• Work to do: Retype the material below. Keep every word exactly as it is.

____ Supplied records

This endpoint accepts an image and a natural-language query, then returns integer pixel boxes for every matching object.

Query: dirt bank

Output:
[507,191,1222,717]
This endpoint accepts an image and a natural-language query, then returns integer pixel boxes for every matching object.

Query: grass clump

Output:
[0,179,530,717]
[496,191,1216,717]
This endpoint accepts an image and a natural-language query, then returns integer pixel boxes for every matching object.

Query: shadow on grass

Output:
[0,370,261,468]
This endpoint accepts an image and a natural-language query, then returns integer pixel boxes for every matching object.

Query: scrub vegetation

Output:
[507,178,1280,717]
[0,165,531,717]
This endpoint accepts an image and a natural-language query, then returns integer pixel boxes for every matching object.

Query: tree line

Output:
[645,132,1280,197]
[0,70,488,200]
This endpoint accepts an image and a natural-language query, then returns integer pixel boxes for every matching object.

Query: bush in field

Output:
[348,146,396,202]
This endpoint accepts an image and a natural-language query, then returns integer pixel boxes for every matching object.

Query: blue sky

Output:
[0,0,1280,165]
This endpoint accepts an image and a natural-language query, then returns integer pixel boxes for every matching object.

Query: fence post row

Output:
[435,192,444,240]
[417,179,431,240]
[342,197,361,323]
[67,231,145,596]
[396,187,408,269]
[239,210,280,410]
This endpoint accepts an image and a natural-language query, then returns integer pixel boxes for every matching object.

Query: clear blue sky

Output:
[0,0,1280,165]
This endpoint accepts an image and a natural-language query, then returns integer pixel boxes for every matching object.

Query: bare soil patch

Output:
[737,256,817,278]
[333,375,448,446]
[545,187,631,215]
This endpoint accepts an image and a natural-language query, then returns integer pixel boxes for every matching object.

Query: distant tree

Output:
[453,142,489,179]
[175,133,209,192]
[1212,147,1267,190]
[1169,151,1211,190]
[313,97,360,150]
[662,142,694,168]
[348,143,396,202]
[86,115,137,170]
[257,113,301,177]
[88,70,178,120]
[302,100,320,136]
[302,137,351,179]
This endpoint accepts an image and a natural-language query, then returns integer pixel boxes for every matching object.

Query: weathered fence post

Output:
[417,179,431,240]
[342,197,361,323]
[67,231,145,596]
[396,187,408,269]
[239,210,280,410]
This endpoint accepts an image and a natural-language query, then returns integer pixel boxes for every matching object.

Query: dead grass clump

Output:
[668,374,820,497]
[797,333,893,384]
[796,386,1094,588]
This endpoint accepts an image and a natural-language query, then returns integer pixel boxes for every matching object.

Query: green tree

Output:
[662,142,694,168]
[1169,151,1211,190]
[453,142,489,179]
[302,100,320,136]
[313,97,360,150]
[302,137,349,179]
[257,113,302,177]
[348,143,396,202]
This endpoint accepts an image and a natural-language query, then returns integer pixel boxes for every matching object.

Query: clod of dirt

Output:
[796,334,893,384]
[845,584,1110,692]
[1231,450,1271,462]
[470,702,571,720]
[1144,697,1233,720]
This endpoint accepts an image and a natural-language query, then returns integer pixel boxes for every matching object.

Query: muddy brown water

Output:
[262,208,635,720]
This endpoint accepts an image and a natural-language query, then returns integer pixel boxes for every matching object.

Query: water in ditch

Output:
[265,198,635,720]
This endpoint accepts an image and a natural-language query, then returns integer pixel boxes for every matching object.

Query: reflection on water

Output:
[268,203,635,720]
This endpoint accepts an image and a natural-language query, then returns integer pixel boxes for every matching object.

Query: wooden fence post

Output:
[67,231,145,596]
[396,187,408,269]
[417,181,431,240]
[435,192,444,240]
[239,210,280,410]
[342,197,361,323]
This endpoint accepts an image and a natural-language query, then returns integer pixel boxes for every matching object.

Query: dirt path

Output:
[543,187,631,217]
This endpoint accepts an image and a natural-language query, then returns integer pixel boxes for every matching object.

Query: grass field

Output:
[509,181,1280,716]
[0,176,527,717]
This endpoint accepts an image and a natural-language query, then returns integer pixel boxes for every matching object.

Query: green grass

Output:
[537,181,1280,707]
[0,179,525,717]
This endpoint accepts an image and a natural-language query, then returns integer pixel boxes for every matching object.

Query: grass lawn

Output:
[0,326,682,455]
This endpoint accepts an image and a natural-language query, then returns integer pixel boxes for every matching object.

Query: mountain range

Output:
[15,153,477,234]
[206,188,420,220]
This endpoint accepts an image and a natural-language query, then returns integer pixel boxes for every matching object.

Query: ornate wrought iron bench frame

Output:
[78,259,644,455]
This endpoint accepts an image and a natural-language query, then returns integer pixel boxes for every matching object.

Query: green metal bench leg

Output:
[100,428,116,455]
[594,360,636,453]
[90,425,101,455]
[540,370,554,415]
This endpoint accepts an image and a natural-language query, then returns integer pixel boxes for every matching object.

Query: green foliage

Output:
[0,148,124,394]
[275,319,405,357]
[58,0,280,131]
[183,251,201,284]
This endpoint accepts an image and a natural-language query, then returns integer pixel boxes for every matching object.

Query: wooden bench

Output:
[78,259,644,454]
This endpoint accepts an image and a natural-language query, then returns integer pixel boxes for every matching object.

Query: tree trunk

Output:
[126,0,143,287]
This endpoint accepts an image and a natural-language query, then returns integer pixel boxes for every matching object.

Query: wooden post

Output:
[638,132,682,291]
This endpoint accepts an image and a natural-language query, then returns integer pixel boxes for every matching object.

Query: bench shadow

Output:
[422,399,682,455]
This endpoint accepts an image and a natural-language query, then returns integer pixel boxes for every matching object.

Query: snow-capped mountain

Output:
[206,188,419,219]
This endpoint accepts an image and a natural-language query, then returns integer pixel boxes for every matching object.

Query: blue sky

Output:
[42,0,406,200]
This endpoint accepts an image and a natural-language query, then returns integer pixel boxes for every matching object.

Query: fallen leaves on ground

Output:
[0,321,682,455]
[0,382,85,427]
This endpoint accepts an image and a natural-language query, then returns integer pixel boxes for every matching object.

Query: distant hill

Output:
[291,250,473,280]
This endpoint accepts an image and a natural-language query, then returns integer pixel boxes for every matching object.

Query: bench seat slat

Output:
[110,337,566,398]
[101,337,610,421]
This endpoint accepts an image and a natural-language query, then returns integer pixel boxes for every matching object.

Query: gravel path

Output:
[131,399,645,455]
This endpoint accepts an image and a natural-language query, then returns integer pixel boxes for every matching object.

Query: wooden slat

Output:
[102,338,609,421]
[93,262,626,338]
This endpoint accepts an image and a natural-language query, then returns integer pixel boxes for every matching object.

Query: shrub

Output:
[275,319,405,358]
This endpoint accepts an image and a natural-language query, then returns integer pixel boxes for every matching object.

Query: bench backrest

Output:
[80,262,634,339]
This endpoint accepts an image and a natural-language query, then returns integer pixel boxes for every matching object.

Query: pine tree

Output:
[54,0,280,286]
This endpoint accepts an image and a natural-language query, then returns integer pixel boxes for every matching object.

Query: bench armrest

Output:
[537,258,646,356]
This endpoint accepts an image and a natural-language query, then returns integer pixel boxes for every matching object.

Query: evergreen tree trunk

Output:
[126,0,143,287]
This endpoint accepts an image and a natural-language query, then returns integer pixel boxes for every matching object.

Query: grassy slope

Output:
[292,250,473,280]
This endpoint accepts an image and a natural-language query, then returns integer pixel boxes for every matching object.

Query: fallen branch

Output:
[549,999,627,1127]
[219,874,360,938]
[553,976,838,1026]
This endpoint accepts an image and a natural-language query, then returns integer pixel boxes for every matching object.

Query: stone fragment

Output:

________

• Solution to the problem:
This endpoint accepts an image and a natural-language query, then returns integer pixel boxes for every matching object.

Query: dirt bank

Output:
[507,191,1222,717]
This endpoint accepts an image and a natural-language query, then returns integer pixel boxes for every matching object.

Query: grass clump

Output:
[0,179,530,717]
[496,191,1216,717]
This endpoint accepts an image and a natural-language query, then returns integer pixel boxes for every matching object.

Query: shadow on grass

Output:
[0,370,261,468]
This endpoint accepts an image and a natural-language query, then returns integer pixel boxes for every matching object.

Query: scrub vegetation

Output:
[507,178,1280,717]
[0,165,531,717]
This endpoint accepts an image and a natural-language query, then returns integer pixel boxes for every matching object.

Query: tree line

Output:
[645,132,1280,197]
[0,70,488,200]
This endpoint accepts an image and a natural-language query, then returns integer pixel boxes for every matching object.

Query: bush in field

Output:
[348,146,396,202]
This endpoint accepts an image and a natural-language query, then returns integer pixel boxes for every matching object.

Query: blue sky

Output:
[0,0,1280,165]
This endpoint accepts an image and a natural-language query, then returns integer pixel boxes for every matching object.

Query: fence post row

Output:
[435,192,444,240]
[417,179,431,240]
[342,197,361,323]
[67,231,145,596]
[396,187,408,269]
[239,210,280,410]
This endpoint accepts an image and a natural-language query, then returns integer pixel boxes for every matching object.

Query: clear blue sky

Output:
[0,0,1280,165]
This endpoint accepts an image and a natural-language query, then returns integer pixel boxes for every matching object.

Query: bare soil patch

Output:
[737,256,817,278]
[333,375,448,446]
[545,187,631,215]
This endpoint accepts an image and a natural-language query, then returns integer pixel boxes for every matching object.

Query: distant tree

Output:
[453,142,489,179]
[175,133,209,192]
[1212,147,1267,190]
[1169,151,1211,190]
[313,97,360,150]
[662,142,694,168]
[348,143,396,202]
[86,115,137,170]
[257,113,301,177]
[88,70,178,120]
[302,100,320,136]
[302,137,351,179]
This endpoint accepts an image and a natural-language query, then returns integer pixel boxes for every matching object.

Query: weathered fence post

Output:
[417,179,431,240]
[342,197,361,323]
[67,231,145,596]
[396,187,408,269]
[239,210,280,410]
This endpoint accepts an image and a natural-language query, then returns integer pixel boxes for every matching object.

Query: dead grass clump

Output:
[668,374,820,497]
[797,333,893,384]
[796,386,1094,588]
This endpoint accepts an image and a natural-language query, then returns integer pixel boxes for every matching object.

Query: green tree

Output:
[662,142,694,168]
[1169,151,1211,190]
[453,142,489,179]
[302,100,320,136]
[313,97,360,150]
[302,137,349,179]
[257,113,302,177]
[348,143,396,202]
This endpoint accepts an image and a natural-language query, then returns integer pixel boxes for every matching object.

Query: clod of dirt

Output:
[796,334,893,384]
[845,584,1110,692]
[1231,450,1271,462]
[470,702,571,720]
[1144,697,1233,720]
This endpoint accepts an image and a natural-language query, then returns integer pixel boxes for every matching object.

Query: muddy brown water

Output:
[262,208,635,720]
This endpoint accepts an image and a natural-language query, then returns integer pixel boxes for every matching object.

Query: water in ditch

Output:
[265,198,635,720]
This endpoint accepts an image and a natural-language query, then returns integer pixel boxes for every matching object.

Query: reflection on water

Output:
[268,203,635,720]
This endpoint accepts an image and a natural-language query, then returns integer pixel boxes for every matching object.

Query: wooden fence post

Output:
[67,231,145,596]
[396,187,408,269]
[417,181,431,240]
[435,192,444,240]
[239,210,280,410]
[342,197,361,323]
This endpoint accepts an image and a natural-language query, then returns integer pixel boxes for every matching object.

Query: dirt path

Output:
[543,187,631,217]
This endpoint accepts an image and a natural-language query, then returns integer pixel boxes for every matching object.

Query: grass field

Output:
[509,181,1280,716]
[0,176,527,717]
This endpoint accepts an image and a natural-language query, then returns integer pixel boxes for every matching object.

Query: green grass

Output:
[537,181,1280,707]
[0,179,525,717]
This endpoint accepts an image and a natural-language query, then returns integer pixel boxes for every matching object.

Query: grass lawn

Output:
[0,326,682,455]
This endpoint accepts an image and a natural-language query, then returns integer pixel boxes for every matching object.

Query: mountain range

Output:
[15,153,477,234]
[206,188,420,220]
This endpoint accepts an image and a natural-language query, then returns integer pixel boxes for every matching object.

Query: ornate wrought iron bench frame

Output:
[78,259,644,455]
This endpoint accepts an image and a natural-language query, then returns integer pixel boxes for every matching object.

Query: green metal bench leg

Output:
[100,428,116,455]
[594,360,636,453]
[90,425,101,455]
[540,370,554,415]
This endpoint accepts an image and a natural-language query, then returns integer pixel boxes for every matching object.

Query: green foliage

Output:
[0,148,124,394]
[275,319,405,357]
[58,0,280,131]
[183,251,201,284]
This endpoint accepts an image and a natural-language query, then returns integer pixel boxes for every matching object.

Query: wooden bench

Output:
[78,259,644,454]
This endpoint accepts an image and a natural-language query, then returns integer pixel boxes for every matching object.

Query: tree trunk

Output:
[126,0,143,287]
This endpoint accepts an image and a natural-language query, then returns integer pixel boxes for every matching object.

Query: wooden post

Output:
[638,132,682,291]
This endpoint accepts an image and a natural-language query, then returns integer pixel boxes for every matching object.

Query: bench shadow

Output:
[422,399,682,455]
This endpoint accepts an image and a natural-language query, then returns integer pixel boxes for every matching object.

Query: snow-capped mountain

Output:
[206,188,419,219]
This endpoint accepts an image and a natural-language query, then returns integer pixel boxes for every matching object.

Query: blue sky

Output:
[42,0,406,200]
This endpoint accepts an image and a natural-language query, then returns integer pixel boxes for every matching object.

Query: fallen leaves on ground

Output:
[0,321,682,455]
[0,382,85,427]
This endpoint accepts an image and a natural-language query, then returns integer pixel boxes for every matching object.

Query: distant hill

Output:
[291,250,473,280]
This endpoint accepts an image and a natural-language query, then returns integer pixel boxes for every matching object.

Query: bench seat slat

Output:
[110,337,566,398]
[101,337,610,421]
This endpoint accepts an image and a natural-language query, then returns integer pixel boxes for every matching object.

Query: gravel path

Output:
[131,399,645,455]
This endpoint accepts an image and a natural-language query, then returns integer pixel boxes for every matching object.

Query: wooden slat

Output:
[102,338,609,421]
[93,262,626,338]
This endpoint accepts an image and a natural-language query, then returns integer pixel boxes for every matching object.

Query: shrub

Output:
[275,319,405,358]
This endpoint accepts an image and a natural-language query, then returns integer pixel boxes for every matching object.

Query: bench backrest

Output:
[80,262,634,339]
This endpoint accepts an image and a natural-language query, then returns integer pixel boxes for every matching object.

Query: pine tree

Output:
[54,0,280,286]
This endpoint accepts an image and a natural-language query, then returns integer pixel boxes for every matching object.

Query: bench armrest

Output:
[537,258,646,356]
This endpoint accepts an image and a natural-language query, then returns integer pixel boxes for every matching object.

Query: evergreen tree trunk

Output:
[126,0,143,287]
This endpoint accepts an image and a natural-language query, then returns integer pixel boxes for every matching object.

Query: grassy slope

Output:
[292,250,473,280]
This endpoint accepts an image and a natural-language query, then returns integer pixel boxes for every matching object.

Query: fallen branch

Output:
[549,999,627,1127]
[219,874,360,938]
[553,976,838,1026]
This endpoint accepts an image and a natural-language query, then returns integer pixel boxes for every matching object.

Query: stone fragment

Output:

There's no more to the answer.